### Records provided
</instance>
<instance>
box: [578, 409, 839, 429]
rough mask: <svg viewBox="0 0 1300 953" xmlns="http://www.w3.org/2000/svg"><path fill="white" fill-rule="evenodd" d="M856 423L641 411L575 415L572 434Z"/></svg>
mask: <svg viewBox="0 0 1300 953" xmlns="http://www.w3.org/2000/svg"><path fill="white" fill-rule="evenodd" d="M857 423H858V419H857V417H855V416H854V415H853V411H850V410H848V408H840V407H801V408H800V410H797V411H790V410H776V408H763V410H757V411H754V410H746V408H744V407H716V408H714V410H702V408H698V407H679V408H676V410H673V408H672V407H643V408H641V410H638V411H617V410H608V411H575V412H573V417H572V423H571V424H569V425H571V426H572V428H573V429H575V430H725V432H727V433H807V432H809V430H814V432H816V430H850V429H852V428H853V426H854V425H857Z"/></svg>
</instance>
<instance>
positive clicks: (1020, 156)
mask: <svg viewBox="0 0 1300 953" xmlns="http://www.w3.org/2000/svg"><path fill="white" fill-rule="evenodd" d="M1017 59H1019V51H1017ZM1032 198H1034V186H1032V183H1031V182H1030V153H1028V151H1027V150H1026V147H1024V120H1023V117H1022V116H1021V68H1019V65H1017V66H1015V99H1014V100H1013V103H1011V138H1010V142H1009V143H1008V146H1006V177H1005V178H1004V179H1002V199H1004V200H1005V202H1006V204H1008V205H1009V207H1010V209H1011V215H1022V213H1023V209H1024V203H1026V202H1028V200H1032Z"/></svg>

### Aim of the task
Quote the rows above from their very beginning through the line containing "rough mask: <svg", character for character and with both ends included.

### Answer to this task
</instance>
<instance>
box: [578, 409, 839, 429]
rough mask: <svg viewBox="0 0 1300 953" xmlns="http://www.w3.org/2000/svg"><path fill="white" fill-rule="evenodd" d="M856 423L641 411L575 415L572 434Z"/></svg>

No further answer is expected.